MATERIAL SUPPLIED:
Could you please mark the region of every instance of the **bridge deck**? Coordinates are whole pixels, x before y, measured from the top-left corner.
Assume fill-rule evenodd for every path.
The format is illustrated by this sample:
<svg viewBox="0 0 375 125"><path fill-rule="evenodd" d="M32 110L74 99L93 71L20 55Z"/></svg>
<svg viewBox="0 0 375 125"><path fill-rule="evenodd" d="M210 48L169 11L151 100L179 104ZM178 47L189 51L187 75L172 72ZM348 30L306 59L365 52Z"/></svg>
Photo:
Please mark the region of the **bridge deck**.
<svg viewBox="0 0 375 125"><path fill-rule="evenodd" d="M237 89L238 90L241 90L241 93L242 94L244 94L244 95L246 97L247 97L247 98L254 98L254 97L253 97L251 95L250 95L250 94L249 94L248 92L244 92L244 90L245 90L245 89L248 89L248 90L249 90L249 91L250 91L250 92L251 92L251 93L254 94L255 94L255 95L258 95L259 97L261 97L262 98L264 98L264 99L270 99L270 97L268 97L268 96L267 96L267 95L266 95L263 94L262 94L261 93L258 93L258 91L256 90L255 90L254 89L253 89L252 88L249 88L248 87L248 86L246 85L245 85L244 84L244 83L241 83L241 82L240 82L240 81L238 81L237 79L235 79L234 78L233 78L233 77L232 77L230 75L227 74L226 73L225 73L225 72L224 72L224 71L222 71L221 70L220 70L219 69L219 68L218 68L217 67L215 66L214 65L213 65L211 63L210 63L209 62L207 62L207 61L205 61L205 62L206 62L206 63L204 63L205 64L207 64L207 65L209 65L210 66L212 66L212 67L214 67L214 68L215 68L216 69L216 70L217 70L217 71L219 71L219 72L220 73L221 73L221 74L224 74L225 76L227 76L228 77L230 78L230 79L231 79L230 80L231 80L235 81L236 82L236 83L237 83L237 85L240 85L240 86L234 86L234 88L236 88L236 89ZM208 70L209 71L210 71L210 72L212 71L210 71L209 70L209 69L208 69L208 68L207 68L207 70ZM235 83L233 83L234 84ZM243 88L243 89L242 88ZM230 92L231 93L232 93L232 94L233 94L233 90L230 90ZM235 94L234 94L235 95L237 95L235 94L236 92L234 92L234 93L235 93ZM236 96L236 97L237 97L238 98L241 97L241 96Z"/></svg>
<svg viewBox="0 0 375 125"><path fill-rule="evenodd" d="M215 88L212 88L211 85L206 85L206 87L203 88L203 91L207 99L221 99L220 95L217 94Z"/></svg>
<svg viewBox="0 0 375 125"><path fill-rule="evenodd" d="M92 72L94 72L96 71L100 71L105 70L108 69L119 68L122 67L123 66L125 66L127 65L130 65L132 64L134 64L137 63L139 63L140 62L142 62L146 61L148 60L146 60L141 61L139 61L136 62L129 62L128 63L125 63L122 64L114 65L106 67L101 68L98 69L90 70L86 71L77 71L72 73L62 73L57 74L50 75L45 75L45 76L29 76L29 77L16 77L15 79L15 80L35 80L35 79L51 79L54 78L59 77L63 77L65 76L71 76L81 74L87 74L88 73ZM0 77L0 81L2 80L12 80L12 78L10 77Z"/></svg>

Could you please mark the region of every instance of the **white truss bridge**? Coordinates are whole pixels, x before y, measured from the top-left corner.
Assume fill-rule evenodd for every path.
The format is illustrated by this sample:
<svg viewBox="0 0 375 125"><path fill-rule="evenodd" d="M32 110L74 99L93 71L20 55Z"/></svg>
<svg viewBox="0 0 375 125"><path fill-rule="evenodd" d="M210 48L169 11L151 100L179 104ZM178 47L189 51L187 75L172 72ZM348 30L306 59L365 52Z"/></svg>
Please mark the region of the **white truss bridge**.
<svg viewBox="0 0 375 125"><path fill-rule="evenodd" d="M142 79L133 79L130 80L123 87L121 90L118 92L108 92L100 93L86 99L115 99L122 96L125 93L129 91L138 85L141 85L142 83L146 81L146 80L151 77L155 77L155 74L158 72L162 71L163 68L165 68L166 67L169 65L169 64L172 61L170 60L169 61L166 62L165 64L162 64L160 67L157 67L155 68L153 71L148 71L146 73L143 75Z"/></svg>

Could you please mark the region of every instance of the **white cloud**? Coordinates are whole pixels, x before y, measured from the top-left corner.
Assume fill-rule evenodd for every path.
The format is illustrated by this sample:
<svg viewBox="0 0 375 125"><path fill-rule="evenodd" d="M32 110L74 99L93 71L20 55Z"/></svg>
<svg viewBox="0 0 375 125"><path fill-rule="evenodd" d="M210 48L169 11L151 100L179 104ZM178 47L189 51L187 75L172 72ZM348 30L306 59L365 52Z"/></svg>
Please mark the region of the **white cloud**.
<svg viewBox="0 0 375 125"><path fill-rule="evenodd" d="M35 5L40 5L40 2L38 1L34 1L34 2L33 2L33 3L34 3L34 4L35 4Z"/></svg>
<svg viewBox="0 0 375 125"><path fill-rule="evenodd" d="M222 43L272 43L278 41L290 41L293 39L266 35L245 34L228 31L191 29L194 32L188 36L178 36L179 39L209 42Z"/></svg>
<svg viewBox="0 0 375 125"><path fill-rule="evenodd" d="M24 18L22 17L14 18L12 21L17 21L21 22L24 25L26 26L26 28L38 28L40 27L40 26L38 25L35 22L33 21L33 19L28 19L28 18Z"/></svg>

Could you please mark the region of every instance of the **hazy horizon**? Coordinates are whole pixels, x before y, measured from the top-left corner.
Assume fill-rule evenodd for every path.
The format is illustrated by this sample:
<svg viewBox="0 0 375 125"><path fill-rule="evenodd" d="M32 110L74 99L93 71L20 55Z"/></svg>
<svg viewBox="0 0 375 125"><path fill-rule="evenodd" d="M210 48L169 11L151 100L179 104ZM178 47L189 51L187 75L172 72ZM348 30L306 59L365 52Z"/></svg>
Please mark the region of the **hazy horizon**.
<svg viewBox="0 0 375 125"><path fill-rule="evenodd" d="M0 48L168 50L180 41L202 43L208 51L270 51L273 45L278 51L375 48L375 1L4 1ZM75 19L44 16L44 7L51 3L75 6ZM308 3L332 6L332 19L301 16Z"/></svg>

TASK BRIEF:
Render the entries from their first line up to and including the line with "Please mark the region of the **bridge" as a JSON list of strings, one string per line, skipping any blank lines.

ANSWER TO THIS PROBLEM:
[
  "Could you please mark the region of every instance of the **bridge deck**? Coordinates are whole pixels, x before y, measured from the top-left corner.",
  "Assume fill-rule evenodd for every path.",
  "The format is illustrated by this sample:",
  "<svg viewBox=\"0 0 375 125\"><path fill-rule=\"evenodd\" d=\"M32 110L74 99L93 71L20 55Z\"/></svg>",
  "<svg viewBox=\"0 0 375 125\"><path fill-rule=\"evenodd\" d=\"M210 48L169 11L151 100L179 104ZM178 47L189 51L187 75L172 72ZM348 30L306 59L365 52Z\"/></svg>",
  "Photo:",
  "Please mark the region of the **bridge deck**."
]